» **The task**:
Beginning with the line that contains "Where can you spot the antenna", reproduce the remaining lines of the material exactly, up to and including the last one, but no pictures.

» **The data**:
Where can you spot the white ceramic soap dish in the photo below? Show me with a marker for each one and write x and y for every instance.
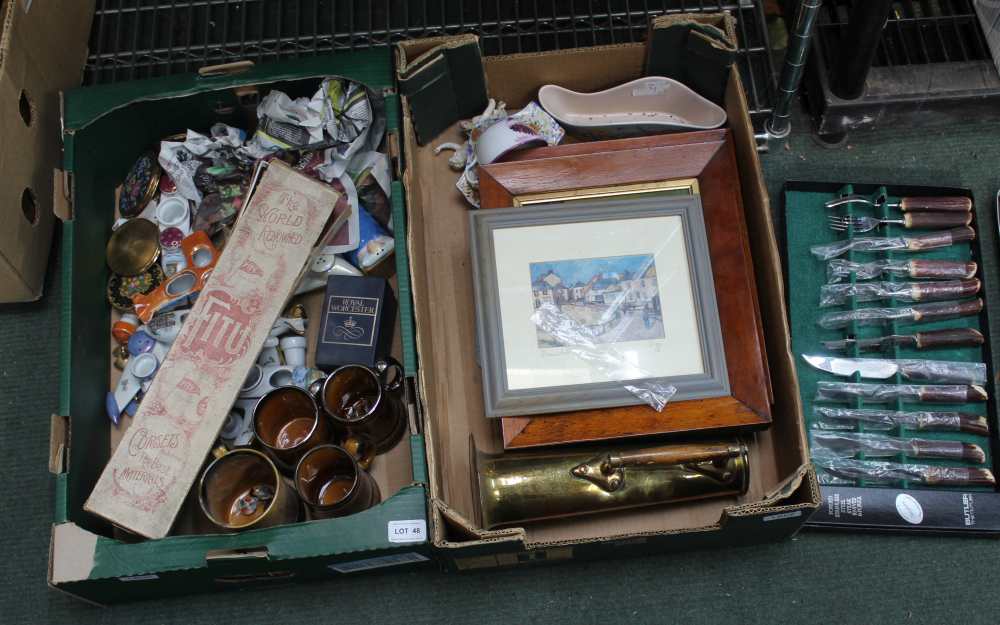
(649, 105)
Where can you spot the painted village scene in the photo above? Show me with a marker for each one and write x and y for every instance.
(615, 299)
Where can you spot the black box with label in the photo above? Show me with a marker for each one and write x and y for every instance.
(359, 314)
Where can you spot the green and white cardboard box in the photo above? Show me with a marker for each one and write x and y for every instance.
(105, 129)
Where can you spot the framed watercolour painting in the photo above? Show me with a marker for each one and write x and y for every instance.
(702, 163)
(629, 284)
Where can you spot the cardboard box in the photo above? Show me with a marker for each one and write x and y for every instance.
(86, 558)
(783, 490)
(32, 72)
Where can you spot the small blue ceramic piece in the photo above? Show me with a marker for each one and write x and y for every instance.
(114, 413)
(140, 343)
(376, 244)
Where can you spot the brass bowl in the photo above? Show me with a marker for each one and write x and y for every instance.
(133, 247)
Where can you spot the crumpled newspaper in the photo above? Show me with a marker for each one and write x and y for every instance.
(343, 116)
(464, 158)
(337, 133)
(182, 159)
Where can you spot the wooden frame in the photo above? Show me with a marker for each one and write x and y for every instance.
(709, 157)
(499, 399)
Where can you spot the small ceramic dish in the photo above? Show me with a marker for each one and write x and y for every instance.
(649, 105)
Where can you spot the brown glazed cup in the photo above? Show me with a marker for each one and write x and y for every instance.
(332, 484)
(287, 423)
(367, 403)
(242, 490)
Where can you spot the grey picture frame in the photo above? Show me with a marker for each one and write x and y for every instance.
(501, 401)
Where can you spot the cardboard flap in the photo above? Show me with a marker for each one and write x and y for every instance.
(443, 85)
(62, 204)
(58, 444)
(72, 552)
(708, 49)
(787, 486)
(468, 531)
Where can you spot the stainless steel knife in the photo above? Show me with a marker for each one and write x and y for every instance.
(955, 337)
(919, 420)
(847, 444)
(941, 371)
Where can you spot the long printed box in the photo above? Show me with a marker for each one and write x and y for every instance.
(144, 485)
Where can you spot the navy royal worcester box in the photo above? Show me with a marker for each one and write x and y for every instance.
(358, 320)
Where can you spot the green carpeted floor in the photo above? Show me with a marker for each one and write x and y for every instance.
(814, 578)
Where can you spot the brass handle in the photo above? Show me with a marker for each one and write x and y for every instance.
(607, 471)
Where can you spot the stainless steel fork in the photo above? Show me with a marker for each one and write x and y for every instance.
(859, 224)
(926, 221)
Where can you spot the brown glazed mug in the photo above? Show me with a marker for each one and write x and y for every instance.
(242, 489)
(332, 484)
(287, 423)
(367, 403)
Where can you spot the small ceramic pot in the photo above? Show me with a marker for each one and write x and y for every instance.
(287, 423)
(242, 490)
(367, 402)
(332, 484)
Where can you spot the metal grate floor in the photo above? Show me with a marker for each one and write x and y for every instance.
(918, 32)
(133, 39)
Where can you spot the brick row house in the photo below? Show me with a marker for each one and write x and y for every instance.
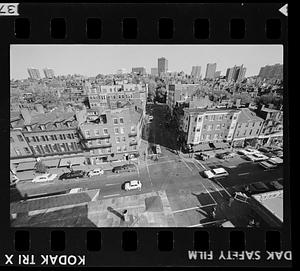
(112, 135)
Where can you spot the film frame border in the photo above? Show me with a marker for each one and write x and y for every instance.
(219, 15)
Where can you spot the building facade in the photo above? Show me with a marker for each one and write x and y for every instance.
(34, 73)
(271, 72)
(196, 72)
(210, 70)
(209, 125)
(49, 73)
(113, 135)
(180, 93)
(248, 128)
(162, 65)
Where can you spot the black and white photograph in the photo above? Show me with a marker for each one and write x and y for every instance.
(146, 136)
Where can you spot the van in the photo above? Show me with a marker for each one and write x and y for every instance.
(124, 168)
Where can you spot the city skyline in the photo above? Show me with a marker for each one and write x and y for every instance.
(107, 59)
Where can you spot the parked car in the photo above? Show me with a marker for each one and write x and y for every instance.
(275, 161)
(216, 173)
(96, 172)
(158, 149)
(204, 156)
(72, 175)
(255, 157)
(258, 187)
(124, 168)
(225, 155)
(267, 165)
(276, 185)
(132, 185)
(44, 178)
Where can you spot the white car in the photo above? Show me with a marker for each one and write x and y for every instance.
(275, 160)
(257, 157)
(132, 185)
(267, 165)
(44, 178)
(96, 172)
(216, 173)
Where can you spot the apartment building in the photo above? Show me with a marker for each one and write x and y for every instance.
(272, 127)
(178, 93)
(248, 127)
(112, 135)
(19, 147)
(53, 133)
(202, 126)
(110, 96)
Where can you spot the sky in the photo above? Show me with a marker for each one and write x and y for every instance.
(91, 60)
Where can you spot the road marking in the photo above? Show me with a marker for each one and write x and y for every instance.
(96, 196)
(242, 174)
(111, 195)
(200, 164)
(224, 189)
(217, 189)
(183, 210)
(207, 223)
(169, 161)
(209, 193)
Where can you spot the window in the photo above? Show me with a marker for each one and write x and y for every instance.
(27, 150)
(20, 138)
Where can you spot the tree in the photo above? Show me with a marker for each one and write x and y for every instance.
(40, 167)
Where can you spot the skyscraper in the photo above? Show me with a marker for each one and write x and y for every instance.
(162, 65)
(196, 71)
(154, 71)
(49, 73)
(210, 70)
(34, 73)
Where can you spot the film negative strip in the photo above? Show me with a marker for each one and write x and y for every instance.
(154, 136)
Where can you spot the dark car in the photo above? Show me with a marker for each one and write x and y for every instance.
(258, 187)
(124, 168)
(72, 175)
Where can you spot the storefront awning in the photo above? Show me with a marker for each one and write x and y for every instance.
(73, 160)
(26, 166)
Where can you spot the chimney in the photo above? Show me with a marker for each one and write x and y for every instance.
(26, 115)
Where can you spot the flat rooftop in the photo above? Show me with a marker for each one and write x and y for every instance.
(273, 201)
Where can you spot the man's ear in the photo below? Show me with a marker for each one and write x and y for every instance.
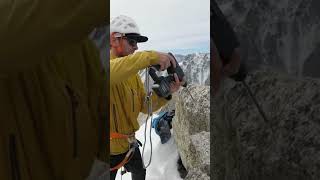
(114, 42)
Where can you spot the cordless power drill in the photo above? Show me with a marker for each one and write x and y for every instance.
(162, 83)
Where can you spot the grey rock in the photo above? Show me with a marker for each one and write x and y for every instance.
(196, 174)
(287, 144)
(191, 128)
(282, 34)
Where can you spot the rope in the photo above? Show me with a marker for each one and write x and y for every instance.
(149, 107)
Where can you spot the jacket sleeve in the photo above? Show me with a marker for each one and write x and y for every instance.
(125, 67)
(33, 28)
(157, 102)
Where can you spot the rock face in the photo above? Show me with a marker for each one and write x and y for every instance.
(284, 34)
(287, 145)
(191, 129)
(197, 68)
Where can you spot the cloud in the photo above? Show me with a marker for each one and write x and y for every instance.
(176, 24)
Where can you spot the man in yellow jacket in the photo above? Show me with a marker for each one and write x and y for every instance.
(52, 89)
(127, 94)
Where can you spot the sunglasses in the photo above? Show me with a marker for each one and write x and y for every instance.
(131, 41)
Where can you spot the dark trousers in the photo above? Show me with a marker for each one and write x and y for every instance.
(135, 166)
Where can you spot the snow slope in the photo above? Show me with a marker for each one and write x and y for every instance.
(164, 157)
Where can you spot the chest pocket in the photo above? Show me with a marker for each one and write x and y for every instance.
(135, 101)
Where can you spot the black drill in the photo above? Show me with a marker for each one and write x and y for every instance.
(162, 83)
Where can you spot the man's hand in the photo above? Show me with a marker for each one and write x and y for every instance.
(174, 86)
(165, 60)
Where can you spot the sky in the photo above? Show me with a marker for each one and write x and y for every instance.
(178, 26)
(164, 159)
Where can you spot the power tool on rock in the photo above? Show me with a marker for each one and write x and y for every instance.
(162, 83)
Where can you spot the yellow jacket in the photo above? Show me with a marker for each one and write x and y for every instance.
(127, 96)
(52, 89)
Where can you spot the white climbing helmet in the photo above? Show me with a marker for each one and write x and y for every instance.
(127, 26)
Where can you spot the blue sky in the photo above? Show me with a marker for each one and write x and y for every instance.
(179, 26)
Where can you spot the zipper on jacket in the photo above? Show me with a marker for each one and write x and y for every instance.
(115, 117)
(74, 106)
(132, 100)
(13, 156)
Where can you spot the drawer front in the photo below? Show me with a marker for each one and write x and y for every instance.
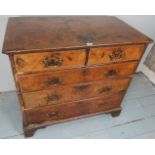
(46, 80)
(66, 111)
(115, 54)
(71, 93)
(34, 62)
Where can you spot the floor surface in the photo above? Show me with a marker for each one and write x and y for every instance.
(137, 119)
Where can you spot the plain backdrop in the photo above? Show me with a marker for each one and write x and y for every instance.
(145, 24)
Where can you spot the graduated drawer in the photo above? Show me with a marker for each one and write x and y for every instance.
(46, 80)
(71, 93)
(115, 54)
(35, 62)
(74, 109)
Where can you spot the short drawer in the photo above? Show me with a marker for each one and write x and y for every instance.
(74, 109)
(34, 62)
(70, 93)
(115, 54)
(40, 81)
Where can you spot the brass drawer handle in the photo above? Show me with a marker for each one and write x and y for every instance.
(81, 88)
(53, 114)
(54, 97)
(53, 61)
(52, 81)
(117, 54)
(111, 73)
(100, 105)
(20, 62)
(105, 89)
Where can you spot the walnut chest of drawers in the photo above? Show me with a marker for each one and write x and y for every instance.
(67, 67)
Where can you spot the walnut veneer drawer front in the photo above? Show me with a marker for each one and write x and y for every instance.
(70, 93)
(42, 81)
(115, 54)
(33, 62)
(65, 111)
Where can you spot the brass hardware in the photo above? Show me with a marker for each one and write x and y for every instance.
(85, 72)
(117, 54)
(53, 61)
(20, 62)
(101, 55)
(54, 97)
(105, 89)
(100, 105)
(52, 81)
(111, 73)
(53, 114)
(81, 88)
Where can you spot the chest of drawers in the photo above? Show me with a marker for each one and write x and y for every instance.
(68, 67)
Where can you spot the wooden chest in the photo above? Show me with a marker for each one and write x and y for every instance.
(67, 67)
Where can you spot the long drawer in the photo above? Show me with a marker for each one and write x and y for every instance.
(36, 62)
(71, 93)
(113, 54)
(74, 109)
(40, 81)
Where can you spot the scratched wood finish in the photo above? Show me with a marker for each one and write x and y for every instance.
(73, 92)
(52, 79)
(55, 32)
(74, 109)
(107, 54)
(33, 62)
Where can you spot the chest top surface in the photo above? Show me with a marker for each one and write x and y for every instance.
(64, 32)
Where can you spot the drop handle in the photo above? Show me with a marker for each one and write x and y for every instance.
(53, 114)
(111, 73)
(105, 90)
(52, 81)
(54, 97)
(53, 61)
(117, 54)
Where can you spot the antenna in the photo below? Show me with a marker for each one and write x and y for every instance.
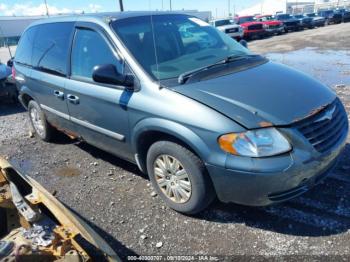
(47, 9)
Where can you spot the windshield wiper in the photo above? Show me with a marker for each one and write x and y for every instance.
(187, 75)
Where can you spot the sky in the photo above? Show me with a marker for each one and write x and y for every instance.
(37, 7)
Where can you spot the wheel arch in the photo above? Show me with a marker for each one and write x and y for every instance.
(25, 96)
(152, 130)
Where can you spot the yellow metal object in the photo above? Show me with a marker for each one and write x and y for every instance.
(67, 231)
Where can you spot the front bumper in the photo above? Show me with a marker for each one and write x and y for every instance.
(264, 181)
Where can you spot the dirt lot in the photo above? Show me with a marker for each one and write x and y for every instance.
(116, 198)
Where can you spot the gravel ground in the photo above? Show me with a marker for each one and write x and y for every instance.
(117, 199)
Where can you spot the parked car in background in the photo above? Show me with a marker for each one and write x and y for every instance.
(272, 26)
(305, 21)
(199, 113)
(228, 27)
(318, 21)
(290, 23)
(331, 16)
(345, 15)
(252, 28)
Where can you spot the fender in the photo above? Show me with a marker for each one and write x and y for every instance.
(174, 129)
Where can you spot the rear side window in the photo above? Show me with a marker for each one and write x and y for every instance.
(25, 47)
(51, 47)
(90, 49)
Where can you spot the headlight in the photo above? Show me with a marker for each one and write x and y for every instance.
(255, 143)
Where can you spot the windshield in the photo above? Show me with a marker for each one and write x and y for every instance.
(223, 22)
(167, 46)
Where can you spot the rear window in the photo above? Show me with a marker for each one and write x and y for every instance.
(25, 47)
(51, 47)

» **The answer**:
Where can you spot the antenna in the photo below? Show me with a marker for each one and write x and y for every instance.
(47, 9)
Where can you spot the windshield wiper in the photo above? Show me with a marker for each one and write x and y for every instance.
(187, 75)
Where can you spot the sky in the photo above? Show me with a marker for each one and write x and y for every instance.
(37, 7)
Where can you spot the wheel arch in the photo above? Show me with a marker for each one and write x and y for every instance.
(25, 96)
(152, 130)
Where can you spot the yellow metal object in the photo above? Show me with a marker for each one and write x and y for every instance.
(67, 231)
Where can you spot the front bumper in the photo above? Show me with a marker for each one and write x and y for every instance.
(264, 181)
Where can you spot the dirt lot in the photo above? Show me with a marker for each one and write x and y for every instance.
(116, 198)
Where can you spot the gravel ground in the photo above? Show me with a marker for each one and write x and y for every instance.
(117, 199)
Where can you spot the parked car in background in the photo above? Show me with a marker for each one and write x and y for every instance.
(272, 26)
(305, 21)
(199, 113)
(228, 27)
(318, 21)
(290, 23)
(331, 16)
(345, 15)
(252, 28)
Where can you spot the fender in the photo above? Show me with a marker for each one and write x and y for every instance.
(174, 129)
Where can you spot the rear side window in the photo above? Show me with a marker for each one and write x and y for every instance.
(25, 47)
(51, 47)
(90, 49)
Where can you spot the headlight in the photo above? Show me with a marker for each one and write x and y for every instance.
(255, 143)
Where can you spot the windshield in the photo above? Show me with a marker for each one and write x and y for every instance.
(223, 22)
(167, 46)
Where can you spot the rear window in the photo above? Show me with a marker for each one and write x and y for every instance.
(25, 47)
(51, 47)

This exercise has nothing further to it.